• Task directions: Find the line containing "Task: annotate every instance of the face", then output it and every line after it through the end of the listing below, exactly as written.

***** Dataset extract

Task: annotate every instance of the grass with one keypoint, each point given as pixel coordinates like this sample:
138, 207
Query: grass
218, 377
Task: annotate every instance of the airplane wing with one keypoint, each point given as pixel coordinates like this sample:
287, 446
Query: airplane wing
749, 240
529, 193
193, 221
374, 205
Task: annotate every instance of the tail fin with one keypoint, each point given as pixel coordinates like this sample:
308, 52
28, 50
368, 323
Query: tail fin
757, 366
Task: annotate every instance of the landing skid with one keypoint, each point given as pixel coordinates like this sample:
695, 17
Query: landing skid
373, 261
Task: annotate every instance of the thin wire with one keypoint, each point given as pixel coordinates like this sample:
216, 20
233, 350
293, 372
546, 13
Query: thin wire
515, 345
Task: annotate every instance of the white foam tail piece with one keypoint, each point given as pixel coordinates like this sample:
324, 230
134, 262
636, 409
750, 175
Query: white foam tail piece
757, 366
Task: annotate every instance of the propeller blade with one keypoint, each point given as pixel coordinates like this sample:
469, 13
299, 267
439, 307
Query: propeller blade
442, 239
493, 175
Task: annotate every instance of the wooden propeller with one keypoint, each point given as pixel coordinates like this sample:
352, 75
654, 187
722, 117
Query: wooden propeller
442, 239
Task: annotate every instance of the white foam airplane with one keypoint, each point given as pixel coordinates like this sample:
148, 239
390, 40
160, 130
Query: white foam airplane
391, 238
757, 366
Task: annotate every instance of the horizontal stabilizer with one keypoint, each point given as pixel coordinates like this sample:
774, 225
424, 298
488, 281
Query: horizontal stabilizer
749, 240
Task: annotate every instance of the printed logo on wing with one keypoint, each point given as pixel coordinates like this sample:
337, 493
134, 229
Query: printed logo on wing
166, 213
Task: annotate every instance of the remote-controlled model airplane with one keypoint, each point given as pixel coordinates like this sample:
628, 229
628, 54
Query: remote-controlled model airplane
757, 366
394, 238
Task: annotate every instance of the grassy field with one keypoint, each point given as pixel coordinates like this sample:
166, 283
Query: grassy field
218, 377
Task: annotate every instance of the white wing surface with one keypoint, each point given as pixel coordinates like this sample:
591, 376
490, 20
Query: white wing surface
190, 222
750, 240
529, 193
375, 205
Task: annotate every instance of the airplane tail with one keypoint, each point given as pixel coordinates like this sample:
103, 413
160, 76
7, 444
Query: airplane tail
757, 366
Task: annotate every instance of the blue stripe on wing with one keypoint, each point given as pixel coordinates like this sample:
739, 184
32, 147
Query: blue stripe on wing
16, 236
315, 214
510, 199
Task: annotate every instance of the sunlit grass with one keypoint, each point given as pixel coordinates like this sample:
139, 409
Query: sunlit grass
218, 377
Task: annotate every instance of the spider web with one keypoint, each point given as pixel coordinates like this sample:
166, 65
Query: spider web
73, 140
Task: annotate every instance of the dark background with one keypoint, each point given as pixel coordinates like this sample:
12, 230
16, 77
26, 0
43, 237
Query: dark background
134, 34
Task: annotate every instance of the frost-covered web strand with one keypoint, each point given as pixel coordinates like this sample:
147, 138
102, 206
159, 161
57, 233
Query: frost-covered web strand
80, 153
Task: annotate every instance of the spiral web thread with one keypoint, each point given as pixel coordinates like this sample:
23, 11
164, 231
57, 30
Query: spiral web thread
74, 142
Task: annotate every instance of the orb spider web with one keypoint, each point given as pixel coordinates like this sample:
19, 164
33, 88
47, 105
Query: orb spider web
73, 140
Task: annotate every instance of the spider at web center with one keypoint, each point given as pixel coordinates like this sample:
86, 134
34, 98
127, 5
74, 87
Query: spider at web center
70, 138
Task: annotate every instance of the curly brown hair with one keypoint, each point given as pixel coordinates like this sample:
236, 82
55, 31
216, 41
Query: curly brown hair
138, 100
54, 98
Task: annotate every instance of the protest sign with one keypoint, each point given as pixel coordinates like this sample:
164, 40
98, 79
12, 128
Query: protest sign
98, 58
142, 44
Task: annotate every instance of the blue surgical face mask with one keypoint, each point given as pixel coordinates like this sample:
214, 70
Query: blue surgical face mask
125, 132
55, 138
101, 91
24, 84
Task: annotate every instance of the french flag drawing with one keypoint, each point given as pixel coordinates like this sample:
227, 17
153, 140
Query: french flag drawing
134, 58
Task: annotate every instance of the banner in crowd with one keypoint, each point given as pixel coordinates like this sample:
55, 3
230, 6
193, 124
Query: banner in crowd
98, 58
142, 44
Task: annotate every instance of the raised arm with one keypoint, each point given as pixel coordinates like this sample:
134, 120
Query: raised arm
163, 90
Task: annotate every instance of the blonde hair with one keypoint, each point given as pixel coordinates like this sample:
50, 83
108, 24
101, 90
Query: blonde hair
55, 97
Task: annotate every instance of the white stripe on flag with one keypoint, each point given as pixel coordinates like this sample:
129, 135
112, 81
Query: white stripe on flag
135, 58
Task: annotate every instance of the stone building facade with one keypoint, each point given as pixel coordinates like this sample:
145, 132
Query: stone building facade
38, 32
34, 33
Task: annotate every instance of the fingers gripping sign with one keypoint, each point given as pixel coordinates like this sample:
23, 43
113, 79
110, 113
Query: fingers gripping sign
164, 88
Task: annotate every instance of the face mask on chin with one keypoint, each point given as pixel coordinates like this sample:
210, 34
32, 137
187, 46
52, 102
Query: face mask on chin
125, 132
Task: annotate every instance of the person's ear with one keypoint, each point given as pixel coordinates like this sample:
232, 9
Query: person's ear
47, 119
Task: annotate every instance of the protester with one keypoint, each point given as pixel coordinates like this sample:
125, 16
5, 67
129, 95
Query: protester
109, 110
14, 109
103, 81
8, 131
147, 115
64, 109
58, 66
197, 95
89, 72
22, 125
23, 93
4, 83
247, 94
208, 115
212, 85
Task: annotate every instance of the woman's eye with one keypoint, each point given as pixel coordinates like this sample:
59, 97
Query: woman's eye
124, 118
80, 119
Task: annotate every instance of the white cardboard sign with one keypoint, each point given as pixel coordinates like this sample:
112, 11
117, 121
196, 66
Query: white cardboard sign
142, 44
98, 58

**********

• Answer for this exercise:
Task: annotate every instance of the face mask on chin with one keypoint, each point given as pixel coordinates like this sample:
210, 34
32, 137
187, 46
52, 102
Query: face mask on chin
125, 132
Task: annotate every instance of the person's ear with one keypoint, each point given as pixel coordinates like this sample:
232, 9
Query: person's ear
47, 119
Task: annotate every instance of the protester with one keypoint, each point given as pixel coordinates like this sample:
125, 16
5, 67
129, 95
Query: protester
109, 110
14, 109
103, 81
8, 131
147, 115
64, 109
58, 66
197, 95
89, 72
22, 125
23, 93
4, 83
247, 94
208, 115
212, 85
Task: annotate every instance of the woman's eye with one keypoint, each point given as pixel coordinates like this sample:
59, 97
Query: woman's eye
124, 118
80, 119
Task: annotate every instance of the white cardboard sign with one keypoint, each point given as pixel coordinates like this sample:
112, 11
117, 121
196, 66
Query: white cardboard sign
142, 44
98, 58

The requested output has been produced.